## ABOUT THIS EXERCISE
Leaving nothing out, print each line of the material exactly.

## MATERIAL FOR THE TASK
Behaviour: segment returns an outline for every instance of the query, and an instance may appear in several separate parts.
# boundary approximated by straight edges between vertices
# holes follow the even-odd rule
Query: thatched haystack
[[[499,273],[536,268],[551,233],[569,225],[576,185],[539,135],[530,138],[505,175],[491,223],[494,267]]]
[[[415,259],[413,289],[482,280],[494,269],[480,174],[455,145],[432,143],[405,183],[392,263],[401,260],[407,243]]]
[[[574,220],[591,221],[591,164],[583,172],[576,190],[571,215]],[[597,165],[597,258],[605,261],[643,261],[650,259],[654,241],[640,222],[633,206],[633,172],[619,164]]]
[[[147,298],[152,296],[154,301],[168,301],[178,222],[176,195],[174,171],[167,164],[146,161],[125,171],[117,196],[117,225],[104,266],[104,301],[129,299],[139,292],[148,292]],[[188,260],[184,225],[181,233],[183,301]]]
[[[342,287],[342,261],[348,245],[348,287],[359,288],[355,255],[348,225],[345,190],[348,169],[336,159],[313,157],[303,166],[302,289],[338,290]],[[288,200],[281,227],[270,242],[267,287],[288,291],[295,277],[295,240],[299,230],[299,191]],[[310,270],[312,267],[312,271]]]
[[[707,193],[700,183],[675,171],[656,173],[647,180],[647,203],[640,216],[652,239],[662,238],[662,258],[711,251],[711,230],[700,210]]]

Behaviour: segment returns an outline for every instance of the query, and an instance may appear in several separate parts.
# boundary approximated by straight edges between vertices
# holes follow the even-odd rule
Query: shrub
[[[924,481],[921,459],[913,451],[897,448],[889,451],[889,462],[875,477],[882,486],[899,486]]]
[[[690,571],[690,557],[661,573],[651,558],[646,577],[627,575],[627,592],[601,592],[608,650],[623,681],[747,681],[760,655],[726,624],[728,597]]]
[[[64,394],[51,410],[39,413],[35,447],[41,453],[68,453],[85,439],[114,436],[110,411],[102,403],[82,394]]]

## ANSWER SECTION
Behaviour: segment returns an outline for every instance of the query, and an instance may appear in several separate parts.
# boundary approximated by straight edges between vertices
# holes follow the even-odd rule
Query: thatched haystack
[[[499,273],[536,268],[551,233],[569,225],[576,185],[539,135],[530,138],[505,175],[491,223],[494,267]]]
[[[415,259],[413,289],[482,280],[494,269],[480,174],[455,145],[432,143],[405,183],[392,263],[401,260],[407,243]]]
[[[574,220],[591,221],[591,164],[583,172],[576,190],[571,215]],[[597,165],[597,258],[605,261],[643,261],[650,259],[654,241],[640,222],[633,206],[633,172],[619,164]]]
[[[147,298],[152,296],[154,301],[168,301],[178,222],[176,195],[174,171],[167,164],[146,161],[125,171],[117,196],[117,225],[104,266],[104,301],[129,299],[139,292],[148,292]],[[188,260],[184,225],[181,233],[183,301]]]
[[[342,287],[342,261],[348,245],[348,287],[359,288],[355,255],[348,225],[345,190],[348,169],[336,159],[313,157],[303,166],[302,289],[338,290]],[[288,200],[281,227],[270,242],[267,287],[288,291],[295,277],[295,240],[299,230],[299,191]],[[310,270],[312,267],[312,271]]]
[[[707,193],[700,183],[675,171],[656,173],[647,180],[647,203],[640,216],[652,239],[662,238],[662,258],[711,251],[711,230],[700,210]]]

Behaviour: segment returns an outline for every instance of the query, and an instance may appear in several separate parts.
# boundary approximated by straight edges between vertices
# holes follow the even-odd rule
Query: shrub
[[[924,481],[921,459],[913,451],[897,448],[889,451],[889,462],[875,477],[882,486],[899,486]]]
[[[690,571],[690,557],[661,573],[651,558],[646,577],[627,575],[627,592],[601,592],[608,650],[623,681],[747,681],[760,655],[726,624],[728,597]]]
[[[64,394],[51,410],[39,413],[35,447],[41,453],[68,453],[85,439],[114,436],[110,411],[102,403],[82,394]]]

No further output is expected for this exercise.